§ **REQUEST A**:
Copy out the lines of the records from the line with "A rule for this batch: each instance of the brick" to the line with "column 219, row 179", both included, word for word and nothing else.

§ **QUOTED PASSAGE**:
English Rebel Songs 1381–1984 is the third studio album by English band Chumbawamba. It was originally released in 1988 with a slightly different track list under the title English Rebel Songs 1381–1914, then re-recorded in 2003. Composed mostly of traditional English protest songs, the recording was a stark contrast to the group's previous punk recordings, pointing towards their future integration of choral and a cappella music, as well as a greater focus on harmony in their musical sound. The 2003 recording added some light instrumentation on some tracks.

Some of the songs come from Stand Together by Hackney and Islington music group, 100 Songs Of Toil by Karl Dallas, A Touch On The Times, and A Ballad History of England by Roy Palmer. Many of the songs are still performed by modern English folk bands such as The Houghton Weavers and Coope, Boyes & Simpson.

The original LP recording (1988) was released on CD in 1994 by One Little Indian Records. Chumbawamba re-recorded the album (and modified the title) in 2003, adding two extra tracks, releasing it under their newly formed MUTT Records label.

§ **DATA IN THIS EXERCISE**:
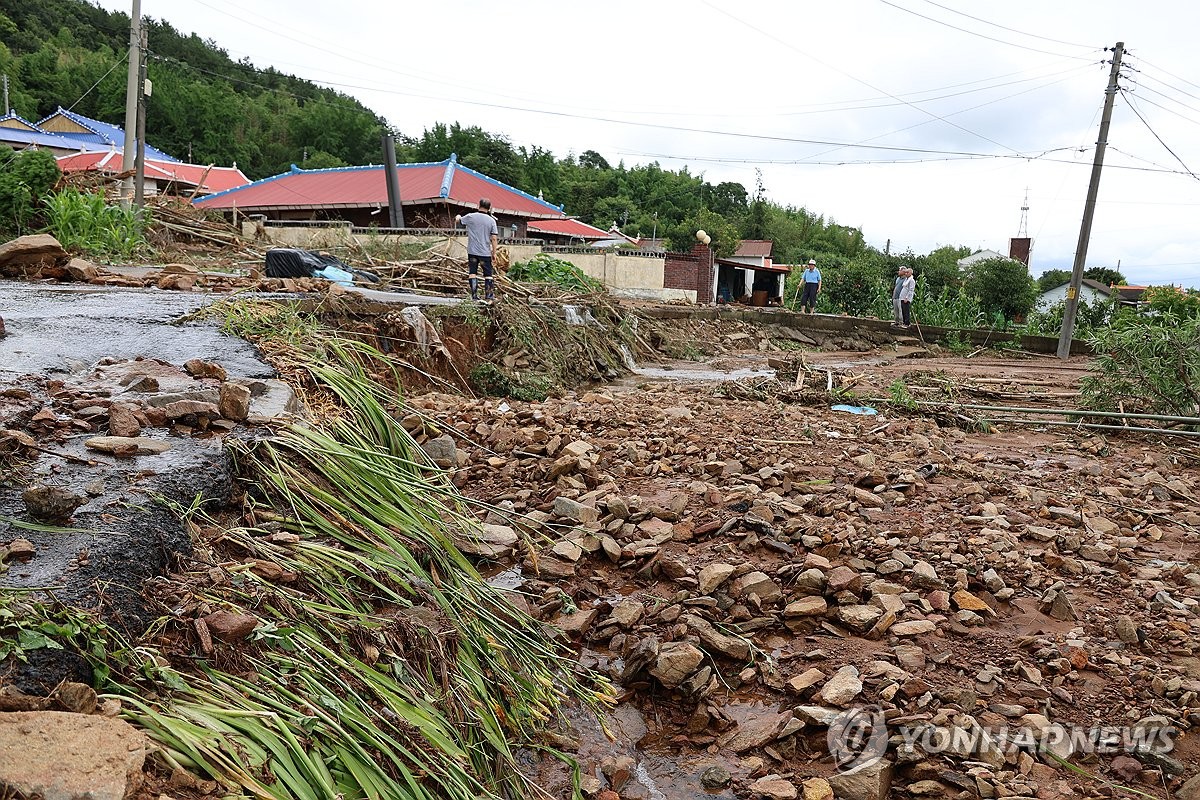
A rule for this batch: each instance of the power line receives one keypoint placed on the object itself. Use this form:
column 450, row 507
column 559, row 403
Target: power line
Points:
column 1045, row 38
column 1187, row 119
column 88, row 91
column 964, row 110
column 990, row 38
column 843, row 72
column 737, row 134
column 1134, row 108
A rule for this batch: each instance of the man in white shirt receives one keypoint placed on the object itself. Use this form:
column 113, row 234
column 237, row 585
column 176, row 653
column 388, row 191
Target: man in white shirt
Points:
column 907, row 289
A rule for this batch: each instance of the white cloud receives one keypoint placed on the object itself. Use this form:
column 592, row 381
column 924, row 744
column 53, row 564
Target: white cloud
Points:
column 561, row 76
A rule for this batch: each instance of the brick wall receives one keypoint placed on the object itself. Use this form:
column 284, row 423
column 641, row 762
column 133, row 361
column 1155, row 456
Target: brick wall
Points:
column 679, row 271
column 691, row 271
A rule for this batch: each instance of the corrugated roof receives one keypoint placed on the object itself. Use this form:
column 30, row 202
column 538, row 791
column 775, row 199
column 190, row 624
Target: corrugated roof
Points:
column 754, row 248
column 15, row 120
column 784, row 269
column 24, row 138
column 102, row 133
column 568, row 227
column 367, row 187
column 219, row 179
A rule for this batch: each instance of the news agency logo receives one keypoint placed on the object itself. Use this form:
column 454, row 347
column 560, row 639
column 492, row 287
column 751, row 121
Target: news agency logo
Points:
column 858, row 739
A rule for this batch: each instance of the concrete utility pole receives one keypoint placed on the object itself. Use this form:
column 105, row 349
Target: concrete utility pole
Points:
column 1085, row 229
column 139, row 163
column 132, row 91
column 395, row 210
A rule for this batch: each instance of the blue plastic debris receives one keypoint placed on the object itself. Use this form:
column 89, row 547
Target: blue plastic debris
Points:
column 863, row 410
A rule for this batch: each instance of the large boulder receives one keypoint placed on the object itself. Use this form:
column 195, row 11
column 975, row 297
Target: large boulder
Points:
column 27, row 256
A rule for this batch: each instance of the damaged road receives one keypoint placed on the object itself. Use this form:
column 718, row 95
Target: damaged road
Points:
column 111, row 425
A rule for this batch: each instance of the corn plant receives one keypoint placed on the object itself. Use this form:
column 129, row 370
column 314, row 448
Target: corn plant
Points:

§ **REQUEST B**:
Using the text about the Chumbawamba album, answer these:
(i) In what year was the album first released?
(ii) Who compiled 100 Songs Of Toil?
(iii) Which record company put the original LP out on CD in 1994?

§ **TASK RESULT A**:
A rule for this batch: each instance of the brick wall receives one keypoint placed on the object itself. Use this form:
column 284, row 423
column 641, row 762
column 133, row 361
column 1155, row 456
Target: brick wall
Points:
column 679, row 271
column 691, row 271
A rule for this batch: each instance of the corrugated roof receives one keypoint placed on the object itself. Use this form:
column 30, row 202
column 538, row 791
column 775, row 199
column 190, row 624
Target: corrugated roof
Points:
column 754, row 248
column 15, row 120
column 784, row 269
column 24, row 138
column 102, row 133
column 568, row 227
column 367, row 187
column 219, row 179

§ **TASK RESULT B**:
(i) 1988
(ii) Karl Dallas
(iii) One Little Indian Records